== DIRECTIVE ==
Reproduce every line between the one holding "instance: [(250, 126)]" and the one holding "[(803, 173), (265, 203), (763, 146), (54, 155)]", inclusive, requests included, with each coordinate in the answers shifted up by 61. Leave the coordinates in the requests unchanged.

== PROVIDED MATERIAL ==
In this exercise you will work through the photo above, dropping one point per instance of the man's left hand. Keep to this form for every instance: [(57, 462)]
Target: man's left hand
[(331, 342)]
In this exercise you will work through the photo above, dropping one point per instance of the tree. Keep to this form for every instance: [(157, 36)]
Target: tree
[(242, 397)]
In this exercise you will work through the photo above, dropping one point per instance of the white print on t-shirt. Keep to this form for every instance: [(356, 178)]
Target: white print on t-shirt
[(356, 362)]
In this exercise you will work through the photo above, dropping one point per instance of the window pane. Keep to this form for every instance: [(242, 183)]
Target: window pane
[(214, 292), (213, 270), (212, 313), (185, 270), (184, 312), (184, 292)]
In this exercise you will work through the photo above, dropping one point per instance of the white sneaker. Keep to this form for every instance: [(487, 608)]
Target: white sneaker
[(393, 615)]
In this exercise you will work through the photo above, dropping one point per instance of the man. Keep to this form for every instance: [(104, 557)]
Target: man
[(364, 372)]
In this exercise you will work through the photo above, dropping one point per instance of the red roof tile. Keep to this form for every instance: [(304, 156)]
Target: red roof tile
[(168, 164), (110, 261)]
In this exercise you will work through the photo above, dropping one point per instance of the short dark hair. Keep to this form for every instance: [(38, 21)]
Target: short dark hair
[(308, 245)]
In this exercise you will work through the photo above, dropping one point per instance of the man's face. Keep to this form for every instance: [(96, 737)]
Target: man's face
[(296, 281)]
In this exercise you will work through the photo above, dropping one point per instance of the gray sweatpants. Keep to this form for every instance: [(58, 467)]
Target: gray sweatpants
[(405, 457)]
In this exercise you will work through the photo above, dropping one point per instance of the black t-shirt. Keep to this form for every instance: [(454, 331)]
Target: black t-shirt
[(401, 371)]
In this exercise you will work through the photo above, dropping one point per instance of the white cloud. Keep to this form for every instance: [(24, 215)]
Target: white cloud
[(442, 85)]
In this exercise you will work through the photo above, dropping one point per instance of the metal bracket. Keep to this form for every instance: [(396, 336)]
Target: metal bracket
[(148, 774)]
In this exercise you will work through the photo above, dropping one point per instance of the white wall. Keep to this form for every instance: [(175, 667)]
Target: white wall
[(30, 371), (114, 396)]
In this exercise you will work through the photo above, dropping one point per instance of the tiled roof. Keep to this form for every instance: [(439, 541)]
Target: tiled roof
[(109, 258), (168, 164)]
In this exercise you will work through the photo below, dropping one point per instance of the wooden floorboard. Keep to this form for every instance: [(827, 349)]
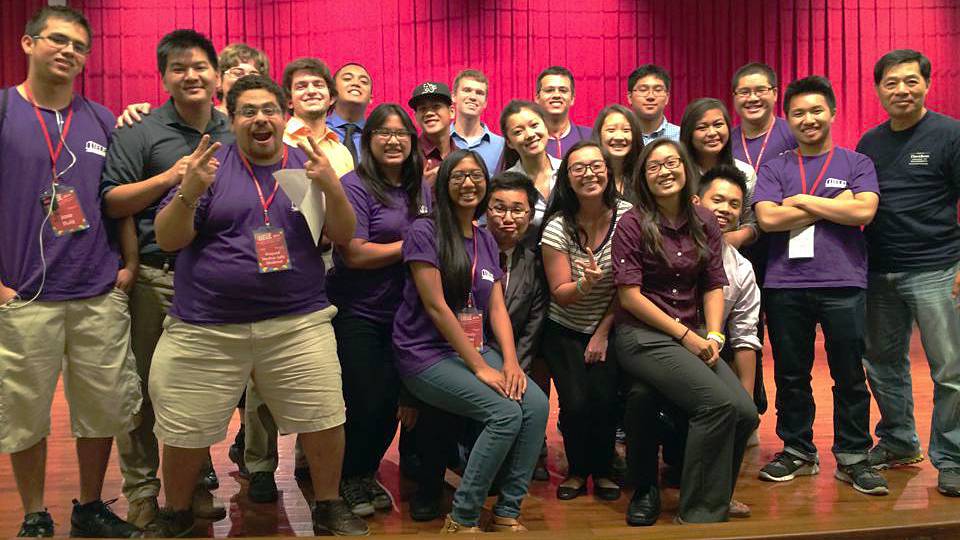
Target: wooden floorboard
[(809, 507)]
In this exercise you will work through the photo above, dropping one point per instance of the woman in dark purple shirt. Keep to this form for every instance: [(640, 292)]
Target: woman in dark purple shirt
[(669, 274), (387, 193), (452, 296)]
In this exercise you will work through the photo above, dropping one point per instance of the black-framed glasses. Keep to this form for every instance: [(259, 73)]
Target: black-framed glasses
[(671, 163), (60, 41), (759, 91), (580, 169), (458, 178)]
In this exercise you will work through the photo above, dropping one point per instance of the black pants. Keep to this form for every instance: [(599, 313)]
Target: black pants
[(720, 417), (370, 389), (792, 317), (588, 400)]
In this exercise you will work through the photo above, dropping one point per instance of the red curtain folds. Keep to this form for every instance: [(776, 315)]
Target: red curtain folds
[(405, 42)]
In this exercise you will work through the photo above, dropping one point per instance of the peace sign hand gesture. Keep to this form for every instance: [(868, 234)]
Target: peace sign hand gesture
[(201, 168), (318, 167)]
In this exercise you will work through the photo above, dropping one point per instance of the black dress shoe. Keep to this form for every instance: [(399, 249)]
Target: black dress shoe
[(566, 493), (644, 507)]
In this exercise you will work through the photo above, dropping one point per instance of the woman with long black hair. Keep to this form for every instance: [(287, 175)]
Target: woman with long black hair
[(387, 193), (668, 269), (583, 213), (452, 305)]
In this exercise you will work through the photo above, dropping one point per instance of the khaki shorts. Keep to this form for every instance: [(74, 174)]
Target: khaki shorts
[(89, 340), (199, 372)]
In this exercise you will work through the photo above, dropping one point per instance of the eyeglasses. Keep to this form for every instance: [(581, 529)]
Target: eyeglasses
[(644, 90), (459, 177), (671, 163), (516, 212), (250, 111), (759, 91), (580, 169), (385, 134), (60, 41)]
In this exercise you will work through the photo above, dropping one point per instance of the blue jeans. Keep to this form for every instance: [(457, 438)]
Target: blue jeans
[(894, 302), (511, 438)]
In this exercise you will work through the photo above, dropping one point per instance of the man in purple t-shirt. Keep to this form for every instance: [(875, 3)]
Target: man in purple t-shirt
[(813, 202), (59, 305), (556, 93), (250, 298)]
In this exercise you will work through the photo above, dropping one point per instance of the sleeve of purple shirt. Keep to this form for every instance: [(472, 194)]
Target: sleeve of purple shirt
[(627, 251), (712, 274)]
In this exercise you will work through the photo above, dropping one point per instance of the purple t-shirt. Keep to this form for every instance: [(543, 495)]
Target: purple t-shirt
[(217, 279), (416, 341), (373, 294), (839, 253), (781, 140), (81, 264), (558, 147)]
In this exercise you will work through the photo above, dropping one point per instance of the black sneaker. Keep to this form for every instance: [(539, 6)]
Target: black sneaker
[(785, 467), (36, 525), (354, 494), (335, 517), (96, 520), (170, 524), (378, 494), (263, 487), (863, 478)]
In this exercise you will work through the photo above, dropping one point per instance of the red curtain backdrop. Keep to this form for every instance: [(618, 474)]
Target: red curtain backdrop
[(405, 42)]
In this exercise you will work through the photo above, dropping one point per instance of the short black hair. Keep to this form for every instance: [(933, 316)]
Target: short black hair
[(514, 181), (252, 82), (181, 40), (648, 69), (901, 56), (813, 84), (38, 21), (754, 68), (556, 70), (723, 171)]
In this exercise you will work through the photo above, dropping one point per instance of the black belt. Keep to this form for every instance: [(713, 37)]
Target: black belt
[(159, 261)]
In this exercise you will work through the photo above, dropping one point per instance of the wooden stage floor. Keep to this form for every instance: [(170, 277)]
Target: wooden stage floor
[(809, 507)]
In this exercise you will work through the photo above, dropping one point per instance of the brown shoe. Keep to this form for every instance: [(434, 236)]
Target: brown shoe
[(142, 511), (502, 524), (452, 527), (206, 506)]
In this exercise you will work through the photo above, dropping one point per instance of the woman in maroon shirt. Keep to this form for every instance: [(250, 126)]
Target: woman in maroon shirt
[(669, 274)]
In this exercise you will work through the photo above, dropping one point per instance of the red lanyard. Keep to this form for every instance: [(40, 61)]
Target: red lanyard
[(803, 173), (265, 203), (763, 146), (54, 155)]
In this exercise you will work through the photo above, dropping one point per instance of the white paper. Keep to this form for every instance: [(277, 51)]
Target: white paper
[(801, 243), (306, 198)]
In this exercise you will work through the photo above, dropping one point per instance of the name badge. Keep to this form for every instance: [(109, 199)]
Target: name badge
[(801, 243), (67, 216), (272, 254)]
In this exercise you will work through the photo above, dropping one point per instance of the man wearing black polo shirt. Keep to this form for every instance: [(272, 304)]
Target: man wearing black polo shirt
[(143, 163), (914, 267)]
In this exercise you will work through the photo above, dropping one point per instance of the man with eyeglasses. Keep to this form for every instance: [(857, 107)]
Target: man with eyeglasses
[(556, 93), (433, 108), (144, 162), (761, 135), (60, 306), (648, 92)]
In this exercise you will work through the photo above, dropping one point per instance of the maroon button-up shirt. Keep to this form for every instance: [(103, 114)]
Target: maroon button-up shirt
[(676, 285)]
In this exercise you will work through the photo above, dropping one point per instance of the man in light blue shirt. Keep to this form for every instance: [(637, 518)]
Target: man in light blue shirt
[(468, 132), (354, 90), (648, 92)]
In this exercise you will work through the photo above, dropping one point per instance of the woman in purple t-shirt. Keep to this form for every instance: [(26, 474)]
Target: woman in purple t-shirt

== TASK ANSWER ==
In this exercise you will work through the photo above, dropping one point per instance of the woman in maroon shirt. Keep to this form for every instance: [(250, 126)]
Target: woman in maroon shirt
[(730, 335)]
In this exercise you will work through the photo above, dropping one point per instance of the red lanyard. Keep to this form for every instance: [(40, 61)]
Target: red lanyard
[(864, 234), (326, 264), (824, 207), (115, 216)]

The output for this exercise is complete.